## Dataset excerpts on object pointing
════════════════════

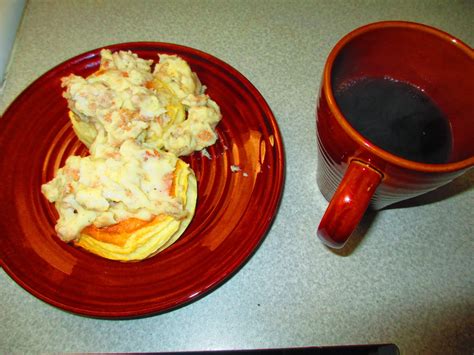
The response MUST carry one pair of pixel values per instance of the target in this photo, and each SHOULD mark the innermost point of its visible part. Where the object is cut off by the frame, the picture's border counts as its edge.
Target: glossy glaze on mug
(407, 52)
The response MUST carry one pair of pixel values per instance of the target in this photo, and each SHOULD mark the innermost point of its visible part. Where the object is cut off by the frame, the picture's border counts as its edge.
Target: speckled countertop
(405, 278)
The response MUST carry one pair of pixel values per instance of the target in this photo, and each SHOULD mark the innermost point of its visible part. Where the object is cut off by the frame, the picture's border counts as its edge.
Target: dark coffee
(397, 117)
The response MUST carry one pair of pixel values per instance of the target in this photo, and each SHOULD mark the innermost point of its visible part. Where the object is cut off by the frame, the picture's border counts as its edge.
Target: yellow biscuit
(134, 239)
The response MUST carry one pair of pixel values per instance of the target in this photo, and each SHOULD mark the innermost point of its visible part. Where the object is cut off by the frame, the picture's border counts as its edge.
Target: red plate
(235, 208)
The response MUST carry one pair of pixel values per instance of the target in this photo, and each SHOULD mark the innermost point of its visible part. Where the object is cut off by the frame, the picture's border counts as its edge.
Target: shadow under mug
(352, 171)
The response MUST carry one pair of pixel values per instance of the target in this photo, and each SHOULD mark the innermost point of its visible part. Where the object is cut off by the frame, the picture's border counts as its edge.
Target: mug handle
(348, 204)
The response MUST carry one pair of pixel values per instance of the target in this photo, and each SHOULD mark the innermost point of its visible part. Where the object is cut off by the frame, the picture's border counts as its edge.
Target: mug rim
(353, 133)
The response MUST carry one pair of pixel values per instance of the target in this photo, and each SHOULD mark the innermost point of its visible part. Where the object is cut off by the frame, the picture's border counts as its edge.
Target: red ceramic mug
(353, 171)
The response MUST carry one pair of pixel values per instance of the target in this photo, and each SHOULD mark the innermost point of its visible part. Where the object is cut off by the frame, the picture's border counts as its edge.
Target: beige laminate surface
(406, 278)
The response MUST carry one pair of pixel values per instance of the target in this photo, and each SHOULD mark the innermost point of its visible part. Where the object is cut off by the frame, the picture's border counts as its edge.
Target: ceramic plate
(234, 211)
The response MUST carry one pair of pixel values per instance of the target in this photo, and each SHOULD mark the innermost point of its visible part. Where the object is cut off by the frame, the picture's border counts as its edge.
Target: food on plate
(132, 196)
(164, 107)
(125, 204)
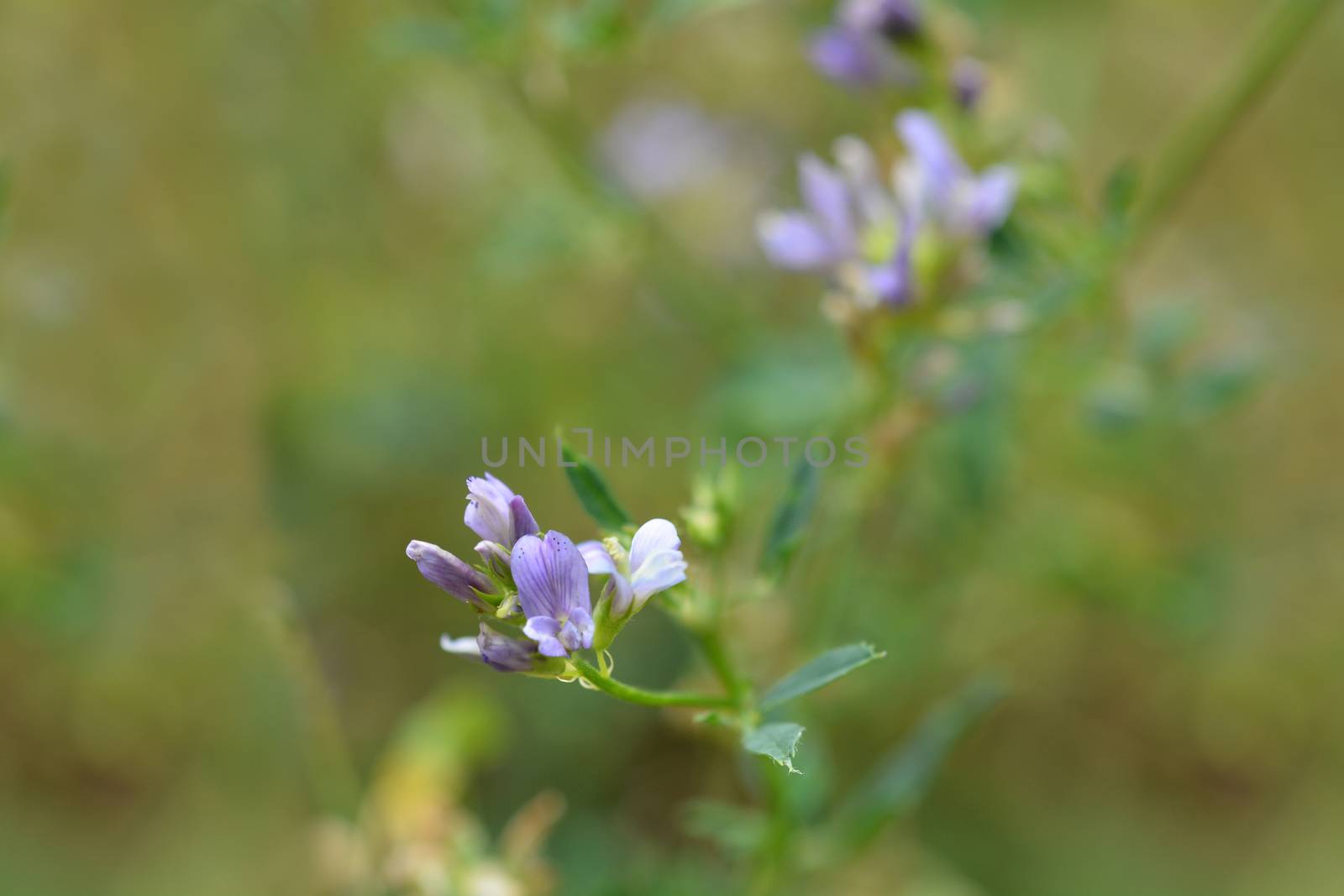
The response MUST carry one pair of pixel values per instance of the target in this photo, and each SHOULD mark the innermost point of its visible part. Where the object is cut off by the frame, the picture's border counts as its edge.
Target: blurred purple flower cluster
(533, 587)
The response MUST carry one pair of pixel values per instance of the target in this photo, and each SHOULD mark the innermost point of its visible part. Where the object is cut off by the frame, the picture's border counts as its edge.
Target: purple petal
(488, 510)
(850, 56)
(655, 535)
(795, 242)
(494, 555)
(449, 573)
(581, 621)
(551, 647)
(539, 627)
(503, 652)
(994, 197)
(968, 82)
(622, 595)
(551, 575)
(656, 562)
(893, 282)
(597, 558)
(940, 165)
(463, 647)
(523, 520)
(894, 19)
(827, 196)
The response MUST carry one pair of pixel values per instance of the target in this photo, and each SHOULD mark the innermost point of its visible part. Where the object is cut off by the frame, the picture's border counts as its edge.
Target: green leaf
(790, 520)
(593, 492)
(1119, 196)
(900, 782)
(779, 741)
(669, 11)
(820, 672)
(1220, 385)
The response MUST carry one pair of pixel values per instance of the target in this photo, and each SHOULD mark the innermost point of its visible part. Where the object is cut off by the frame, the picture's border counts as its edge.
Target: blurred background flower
(269, 273)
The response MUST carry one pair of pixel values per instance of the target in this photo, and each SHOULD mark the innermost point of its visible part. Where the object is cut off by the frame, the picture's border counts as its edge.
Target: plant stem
(711, 645)
(1283, 33)
(649, 698)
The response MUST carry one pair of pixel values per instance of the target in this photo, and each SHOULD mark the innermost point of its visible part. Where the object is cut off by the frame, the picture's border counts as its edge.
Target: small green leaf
(1120, 195)
(820, 672)
(1220, 385)
(669, 11)
(900, 782)
(790, 520)
(593, 492)
(779, 741)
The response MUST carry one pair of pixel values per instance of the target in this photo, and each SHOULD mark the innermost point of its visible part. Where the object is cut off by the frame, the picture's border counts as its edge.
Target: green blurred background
(272, 269)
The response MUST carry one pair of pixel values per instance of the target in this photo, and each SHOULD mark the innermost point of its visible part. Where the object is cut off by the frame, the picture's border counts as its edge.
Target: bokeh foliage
(270, 270)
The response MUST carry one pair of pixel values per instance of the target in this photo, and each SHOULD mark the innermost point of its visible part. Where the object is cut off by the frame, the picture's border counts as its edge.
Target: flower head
(851, 228)
(968, 82)
(934, 183)
(654, 564)
(857, 49)
(894, 19)
(495, 513)
(495, 647)
(554, 593)
(449, 573)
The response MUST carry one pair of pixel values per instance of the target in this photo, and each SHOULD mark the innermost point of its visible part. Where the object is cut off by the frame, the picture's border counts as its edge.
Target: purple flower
(936, 184)
(968, 82)
(654, 564)
(848, 221)
(820, 235)
(449, 573)
(894, 19)
(495, 647)
(851, 56)
(893, 282)
(553, 590)
(495, 513)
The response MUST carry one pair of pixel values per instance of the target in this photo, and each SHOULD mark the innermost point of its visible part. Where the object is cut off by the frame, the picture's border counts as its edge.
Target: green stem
(711, 645)
(648, 698)
(333, 774)
(1283, 34)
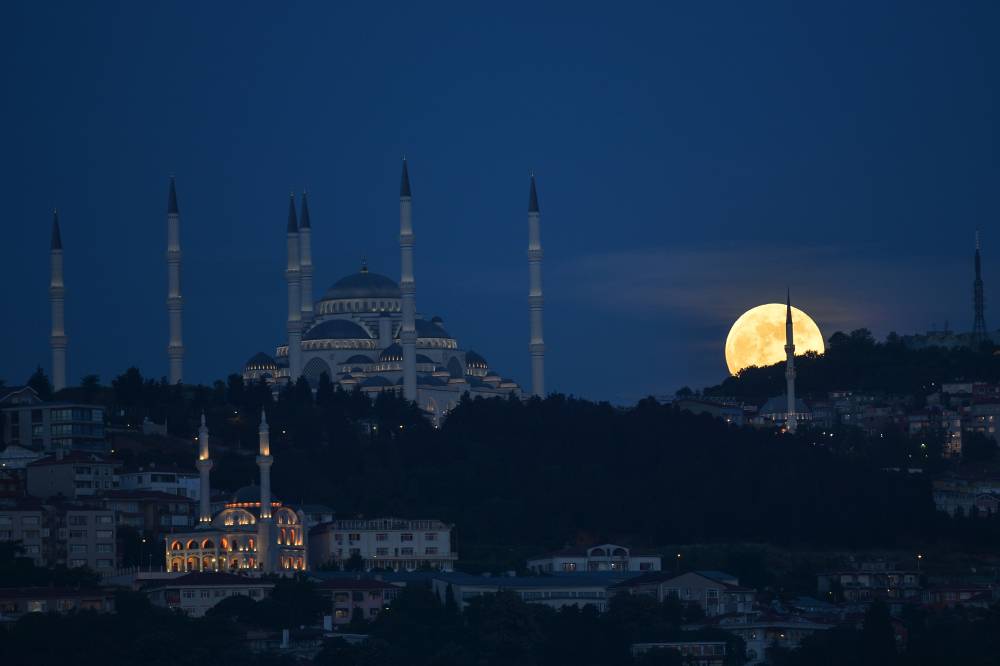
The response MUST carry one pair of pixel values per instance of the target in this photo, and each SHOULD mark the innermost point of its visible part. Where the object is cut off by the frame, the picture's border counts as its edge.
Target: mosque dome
(247, 495)
(336, 329)
(363, 284)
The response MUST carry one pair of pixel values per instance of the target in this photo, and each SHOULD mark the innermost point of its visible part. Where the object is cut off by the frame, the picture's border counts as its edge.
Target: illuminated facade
(252, 533)
(364, 332)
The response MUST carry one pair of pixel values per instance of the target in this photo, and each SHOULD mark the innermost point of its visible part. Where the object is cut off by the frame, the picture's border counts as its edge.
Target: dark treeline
(518, 476)
(855, 361)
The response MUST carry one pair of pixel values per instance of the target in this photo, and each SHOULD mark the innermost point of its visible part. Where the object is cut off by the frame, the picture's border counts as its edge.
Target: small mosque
(253, 533)
(364, 332)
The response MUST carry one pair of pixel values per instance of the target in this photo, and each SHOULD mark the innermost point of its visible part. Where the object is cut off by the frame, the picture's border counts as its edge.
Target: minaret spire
(979, 333)
(264, 462)
(792, 419)
(175, 302)
(536, 345)
(204, 467)
(407, 287)
(305, 263)
(292, 277)
(57, 298)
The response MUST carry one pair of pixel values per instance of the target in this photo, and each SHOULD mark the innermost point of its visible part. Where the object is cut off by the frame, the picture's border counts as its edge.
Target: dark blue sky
(691, 162)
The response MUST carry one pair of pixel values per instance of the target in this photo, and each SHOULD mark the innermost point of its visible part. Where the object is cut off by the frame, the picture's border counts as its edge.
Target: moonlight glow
(758, 337)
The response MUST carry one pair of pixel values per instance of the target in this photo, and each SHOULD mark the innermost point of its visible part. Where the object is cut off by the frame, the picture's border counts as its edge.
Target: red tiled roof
(355, 584)
(211, 579)
(74, 457)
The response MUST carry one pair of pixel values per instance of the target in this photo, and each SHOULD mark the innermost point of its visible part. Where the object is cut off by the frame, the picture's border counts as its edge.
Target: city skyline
(850, 197)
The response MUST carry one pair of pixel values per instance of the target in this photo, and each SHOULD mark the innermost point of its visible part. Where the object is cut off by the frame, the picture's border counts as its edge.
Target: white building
(195, 593)
(605, 557)
(163, 479)
(383, 543)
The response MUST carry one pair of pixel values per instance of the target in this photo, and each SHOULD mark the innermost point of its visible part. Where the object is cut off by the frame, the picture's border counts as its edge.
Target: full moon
(758, 337)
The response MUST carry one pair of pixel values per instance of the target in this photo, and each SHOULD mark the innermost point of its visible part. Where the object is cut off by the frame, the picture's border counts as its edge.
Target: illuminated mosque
(253, 531)
(364, 332)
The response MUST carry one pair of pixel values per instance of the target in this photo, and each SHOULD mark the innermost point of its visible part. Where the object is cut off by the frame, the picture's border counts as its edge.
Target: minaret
(305, 264)
(978, 322)
(57, 297)
(407, 287)
(175, 304)
(264, 461)
(204, 467)
(790, 365)
(292, 275)
(535, 299)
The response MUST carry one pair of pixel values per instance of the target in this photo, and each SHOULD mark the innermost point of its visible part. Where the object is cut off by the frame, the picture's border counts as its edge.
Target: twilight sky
(692, 159)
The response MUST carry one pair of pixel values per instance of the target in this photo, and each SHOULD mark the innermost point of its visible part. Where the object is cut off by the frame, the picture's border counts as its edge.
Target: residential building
(383, 543)
(761, 632)
(17, 458)
(31, 422)
(18, 601)
(697, 653)
(195, 593)
(162, 479)
(729, 412)
(715, 592)
(552, 591)
(70, 534)
(362, 597)
(152, 512)
(967, 495)
(950, 596)
(72, 476)
(605, 557)
(870, 581)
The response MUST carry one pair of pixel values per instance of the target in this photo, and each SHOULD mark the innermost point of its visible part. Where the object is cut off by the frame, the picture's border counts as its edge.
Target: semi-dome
(474, 360)
(430, 329)
(337, 329)
(363, 284)
(261, 361)
(358, 358)
(376, 381)
(247, 495)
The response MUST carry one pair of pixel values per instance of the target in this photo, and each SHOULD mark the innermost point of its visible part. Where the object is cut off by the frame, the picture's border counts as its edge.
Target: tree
(978, 447)
(39, 381)
(878, 641)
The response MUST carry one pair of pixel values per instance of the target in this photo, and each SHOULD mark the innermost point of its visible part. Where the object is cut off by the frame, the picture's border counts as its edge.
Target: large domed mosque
(365, 334)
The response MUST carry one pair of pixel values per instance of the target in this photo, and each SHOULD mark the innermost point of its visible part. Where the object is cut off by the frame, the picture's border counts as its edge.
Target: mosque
(252, 533)
(364, 332)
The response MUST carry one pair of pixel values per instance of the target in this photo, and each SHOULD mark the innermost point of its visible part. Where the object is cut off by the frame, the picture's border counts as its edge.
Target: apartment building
(31, 422)
(383, 543)
(70, 534)
(72, 476)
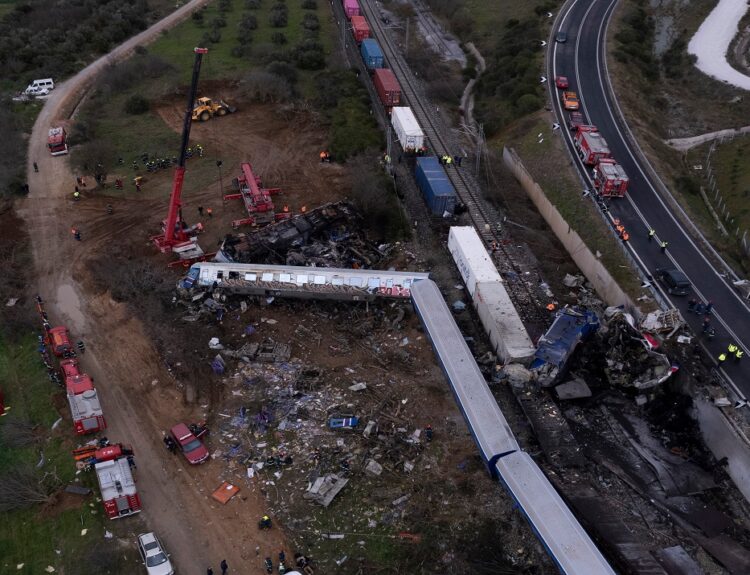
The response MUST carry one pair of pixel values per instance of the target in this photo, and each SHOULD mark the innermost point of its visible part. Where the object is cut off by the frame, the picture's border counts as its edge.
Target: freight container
(501, 321)
(387, 87)
(351, 7)
(371, 54)
(436, 188)
(361, 28)
(408, 131)
(472, 259)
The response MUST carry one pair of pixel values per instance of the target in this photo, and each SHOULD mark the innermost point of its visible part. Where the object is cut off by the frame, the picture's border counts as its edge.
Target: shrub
(249, 22)
(136, 104)
(283, 70)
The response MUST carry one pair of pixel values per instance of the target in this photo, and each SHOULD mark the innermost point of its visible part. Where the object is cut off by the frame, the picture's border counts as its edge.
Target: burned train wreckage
(328, 236)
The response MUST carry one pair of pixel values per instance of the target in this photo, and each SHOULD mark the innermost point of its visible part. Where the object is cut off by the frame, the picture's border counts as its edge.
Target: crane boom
(174, 228)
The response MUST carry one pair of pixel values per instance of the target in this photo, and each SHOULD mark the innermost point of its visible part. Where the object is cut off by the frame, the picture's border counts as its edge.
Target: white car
(155, 557)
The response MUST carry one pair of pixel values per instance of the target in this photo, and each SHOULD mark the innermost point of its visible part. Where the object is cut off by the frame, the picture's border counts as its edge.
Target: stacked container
(436, 188)
(361, 28)
(388, 88)
(351, 7)
(407, 129)
(371, 54)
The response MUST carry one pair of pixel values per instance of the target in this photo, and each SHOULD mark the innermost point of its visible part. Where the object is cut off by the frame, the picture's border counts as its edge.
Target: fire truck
(59, 340)
(591, 145)
(57, 141)
(85, 408)
(116, 483)
(610, 179)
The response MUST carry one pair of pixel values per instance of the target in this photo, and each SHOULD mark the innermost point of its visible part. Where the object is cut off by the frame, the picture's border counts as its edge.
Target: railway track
(486, 221)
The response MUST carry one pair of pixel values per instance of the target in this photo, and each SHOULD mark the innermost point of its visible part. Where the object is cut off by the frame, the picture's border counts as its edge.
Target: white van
(40, 87)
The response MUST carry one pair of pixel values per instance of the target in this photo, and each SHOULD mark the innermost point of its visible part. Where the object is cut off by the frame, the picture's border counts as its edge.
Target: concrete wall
(586, 261)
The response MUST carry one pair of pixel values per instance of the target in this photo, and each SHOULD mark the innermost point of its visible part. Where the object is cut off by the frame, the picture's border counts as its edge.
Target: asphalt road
(582, 60)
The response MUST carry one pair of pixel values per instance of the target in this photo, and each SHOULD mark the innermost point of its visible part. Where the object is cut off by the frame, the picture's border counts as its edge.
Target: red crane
(176, 232)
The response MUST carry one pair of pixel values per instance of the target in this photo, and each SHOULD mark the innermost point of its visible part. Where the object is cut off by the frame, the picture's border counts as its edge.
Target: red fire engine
(59, 340)
(610, 179)
(116, 483)
(591, 145)
(57, 141)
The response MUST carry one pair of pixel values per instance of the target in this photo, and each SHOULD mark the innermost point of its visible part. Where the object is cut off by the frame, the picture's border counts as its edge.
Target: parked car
(155, 557)
(192, 447)
(675, 281)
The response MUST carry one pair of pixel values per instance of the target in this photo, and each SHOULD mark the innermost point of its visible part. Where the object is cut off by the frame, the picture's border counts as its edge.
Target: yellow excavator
(206, 108)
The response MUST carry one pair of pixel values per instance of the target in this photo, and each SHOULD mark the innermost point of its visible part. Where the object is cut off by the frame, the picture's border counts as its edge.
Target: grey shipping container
(371, 54)
(436, 188)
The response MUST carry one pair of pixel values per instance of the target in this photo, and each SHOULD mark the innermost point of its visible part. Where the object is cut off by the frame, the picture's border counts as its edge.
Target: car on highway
(190, 446)
(675, 281)
(575, 120)
(570, 101)
(155, 557)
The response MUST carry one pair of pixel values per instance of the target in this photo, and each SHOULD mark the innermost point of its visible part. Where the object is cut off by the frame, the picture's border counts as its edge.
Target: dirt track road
(130, 377)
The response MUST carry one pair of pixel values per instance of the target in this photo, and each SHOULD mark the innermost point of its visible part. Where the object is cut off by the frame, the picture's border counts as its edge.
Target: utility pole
(480, 144)
(406, 43)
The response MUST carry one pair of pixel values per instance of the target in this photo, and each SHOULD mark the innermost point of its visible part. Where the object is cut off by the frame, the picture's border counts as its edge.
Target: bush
(136, 104)
(311, 22)
(283, 70)
(309, 55)
(278, 19)
(264, 86)
(249, 22)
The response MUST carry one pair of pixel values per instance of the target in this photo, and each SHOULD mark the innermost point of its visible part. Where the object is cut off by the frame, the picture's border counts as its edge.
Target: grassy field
(48, 534)
(732, 172)
(682, 102)
(549, 164)
(176, 45)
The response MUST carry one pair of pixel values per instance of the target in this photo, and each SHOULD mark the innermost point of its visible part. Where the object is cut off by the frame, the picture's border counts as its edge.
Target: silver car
(155, 557)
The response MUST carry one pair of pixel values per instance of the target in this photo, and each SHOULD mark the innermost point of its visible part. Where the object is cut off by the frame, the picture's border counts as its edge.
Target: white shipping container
(502, 323)
(407, 128)
(471, 257)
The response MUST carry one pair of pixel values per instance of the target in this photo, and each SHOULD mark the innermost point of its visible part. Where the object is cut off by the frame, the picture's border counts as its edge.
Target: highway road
(583, 60)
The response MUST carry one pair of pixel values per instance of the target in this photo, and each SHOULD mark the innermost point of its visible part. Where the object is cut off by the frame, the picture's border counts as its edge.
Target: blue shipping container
(371, 54)
(436, 188)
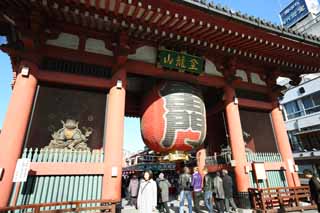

════════════════════

## WHAT IS REQUIRED
Report every line of the items that contains the word "building", taking case into account.

## FINAL RESULT
Target: white building
Target: residential building
Target: apartment building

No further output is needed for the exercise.